[TEXT UNDER STUDY]
****************
FOR THE JDs
If you are seeking, or already have a JD this blog post, by a recent Harvard grad named Jeremy, will appeal to you. The subject is about how you don't have to practice law in order to feel you are "using" your law degree to its fullest potential. However, I was most amused by the meanderings about how going to law school changes your perspectiive on just about everything. An example:
1. As I write this column, I’m sitting in my apartment. Yesterday, my landlord began to renovate the apartment directly above this one. At seven in the morning, my roommate and I started hearing the sounds of construction. The were stripping wood from the walls, dropping heavy things on the floor, etc. Dust and debris started coming through the vents. My roommate, who did not go to law school, and will serve well as the straw man throughout the rest of this column, had the following reaction: “Oh, it’s noisy and dirty. That sucks. Oh well. Nothing we can do.” My reaction, on the other hand, was: “Oh, it’s noisy and dirty. I wonder what the New York warranty of habitability says, and whether we can get a rent abatement.” See, profoundly irritating.
There's more, go read.
If you have the perspective of the "pre and post legal education brain" you'll be amused. Also, you don't need to graduate from law school to experience this phenom. Basically if you went through a few weeks of a torts class your brain is forever altered. This profound change comes somewhere around the time your torts professor tells you that, hypothetically speaking, if you hit someone with your car you should back over them to make sure they are dead because "a dead body is worth less in a civil trial than a severely injured living person". Grreeaaaat, so all those horrendous jokes about scum sucking lawyers are true. But I digress ...
I can absolutely identify with this line of thinking - and not just because I did a housing rights clinic in NY. Aside from all the lawyer jokes out there I really do think law school changes how people view the world. Your way of thinking is supposed to change - that's the entire point of law school. But it's more than that. It's almost like a warped thing. Your sense of cynicism goes up and your sense of entitlement goes way up and you enter a lifelong game of Devil's Advocate.
I remember at one point somewhere in my third year of law school I was walking out of a convenience store. Apparently there had been some sort of weed wacking/landscaping going on outside recently because there was an extension cord snaking out the front door of the store and down the sidewalk. Most people would have thought "oh I need to not trip on that" and continued on their way. I immediately ran through possible injuries in my head such as slip and fall, electrocution, etc and the accompanying causes of action. Then I ran through a list of possible defendants; the corporation that owns the chain of stores, any possible franchise owners, the landlord, the landscaping company that left the extension cord there, and all this within a few seconds as I walked back to my car ..... yes Jeremy I agree, profoundly irritating!
****************
Quote the law school text word for word, starting with "I remember at" and going on through "agree, profoundly irritating!".

(Extracted records)
****************
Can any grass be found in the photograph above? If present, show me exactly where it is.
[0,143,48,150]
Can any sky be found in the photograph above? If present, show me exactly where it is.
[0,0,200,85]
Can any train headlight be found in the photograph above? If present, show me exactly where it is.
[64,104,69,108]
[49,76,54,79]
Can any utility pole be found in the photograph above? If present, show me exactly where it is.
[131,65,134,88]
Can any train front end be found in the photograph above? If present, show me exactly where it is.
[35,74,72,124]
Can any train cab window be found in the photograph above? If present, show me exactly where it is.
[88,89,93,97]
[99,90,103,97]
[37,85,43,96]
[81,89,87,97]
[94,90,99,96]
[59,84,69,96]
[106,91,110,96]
****************
[ANSWER FOR THIS EXERCISE]
I remember at one point somewhere in my third year of law school I was walking out of a convenience store. Apparently there had been some sort of weed wacking/landscaping going on outside recently because there was an extension cord snaking out the front door of the store and down the sidewalk. Most people would have thought "oh I need to not trip on that" and continued on their way. I immediately ran through possible injuries in my head such as slip and fall, electrocution, etc and the accompanying causes of action. Then I ran through a list of possible defendants; the corporation that owns the chain of stores, any possible franchise owners, the landlord, the landscaping company that left the extension cord there, and all this within a few seconds as I walked back to my car ..... yes Jeremy I agree, profoundly irritating!